> [Work order] Write out each record again exactly as it stands.

[[ The data, beginning ]]

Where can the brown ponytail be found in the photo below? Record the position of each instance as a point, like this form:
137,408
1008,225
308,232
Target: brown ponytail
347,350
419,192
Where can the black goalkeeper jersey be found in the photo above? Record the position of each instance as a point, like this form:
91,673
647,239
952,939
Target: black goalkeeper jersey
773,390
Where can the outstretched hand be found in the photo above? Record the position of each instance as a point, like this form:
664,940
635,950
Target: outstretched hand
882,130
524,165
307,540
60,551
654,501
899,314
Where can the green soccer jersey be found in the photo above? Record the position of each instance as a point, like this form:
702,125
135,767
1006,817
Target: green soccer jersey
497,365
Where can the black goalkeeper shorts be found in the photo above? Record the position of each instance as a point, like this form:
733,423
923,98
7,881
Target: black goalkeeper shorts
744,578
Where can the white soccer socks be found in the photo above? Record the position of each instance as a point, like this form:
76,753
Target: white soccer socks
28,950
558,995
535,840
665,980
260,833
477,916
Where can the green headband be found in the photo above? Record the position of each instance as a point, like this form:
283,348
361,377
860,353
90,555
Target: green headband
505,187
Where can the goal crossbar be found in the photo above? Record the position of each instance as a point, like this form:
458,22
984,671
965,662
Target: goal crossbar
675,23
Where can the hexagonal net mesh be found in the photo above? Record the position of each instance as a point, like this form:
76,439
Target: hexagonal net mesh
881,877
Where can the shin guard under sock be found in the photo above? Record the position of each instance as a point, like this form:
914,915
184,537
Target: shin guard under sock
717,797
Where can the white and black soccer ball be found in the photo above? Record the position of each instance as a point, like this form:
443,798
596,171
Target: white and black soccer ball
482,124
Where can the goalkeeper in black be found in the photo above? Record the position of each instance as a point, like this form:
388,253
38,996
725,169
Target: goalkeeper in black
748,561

[[ The data, end ]]

> [Exercise response]
Where can the brown ponytail be found in the photo below? Record the position of each instance as a point, like this form:
137,408
1008,225
308,232
Target: brown ponytail
347,350
419,192
Where can the black goalkeeper jersey be found in the photo above? Record the position of each instance as a point, like this form:
91,673
647,239
952,939
Target: black goalkeeper jersey
773,390
Where can the outstretched hand be found in the photo above? Record the position of each instance as a point, like this form:
664,940
635,950
Target: outstretched hand
882,130
524,165
307,540
60,551
654,501
899,314
Where can the green soccer jersey be found in the photo above? Record the position of each instance as a point, like this form:
702,125
135,767
1006,817
Target: green soccer jersey
497,365
Where can the black goalkeeper shorts be found in the photo above? Record the position of each instance as a point, like this form:
733,423
923,98
7,881
Target: black goalkeeper shorts
744,578
Where can the white soccer socks be found in the photo above? Record the position of each instance as a point, like this form:
76,753
Target: white soccer socks
28,950
558,995
535,840
665,980
260,833
477,916
Where can the green headband be found in the photo above? Record the position of each instance as a point, like this form:
283,348
361,377
860,353
90,555
Target: green headband
505,187
Where can the goal crossbar be found in the photo above? Record the position of each instance as a point, like this form:
458,22
984,671
965,662
Target: goal crossbar
675,23
Where can the hexagonal net mesh be found in the photo above? Record the position of each instance as a point, like this form:
76,439
Target: hexagonal net mesh
881,877
Where can the shin guard under sock be found in the photo above? Record the position of each instance as a point, like this form:
914,915
184,537
Target: shin guard under sock
717,797
Where can the white and black soccer ball be found in the photo above? Record the position of each instance as a point, like this form:
443,798
596,171
Target: white and black soccer ball
482,124
Where can the goalkeeper in black be found in the photo above? Record the position of each instance as a point, like this form:
388,253
38,996
725,169
Target: goalkeeper in black
748,561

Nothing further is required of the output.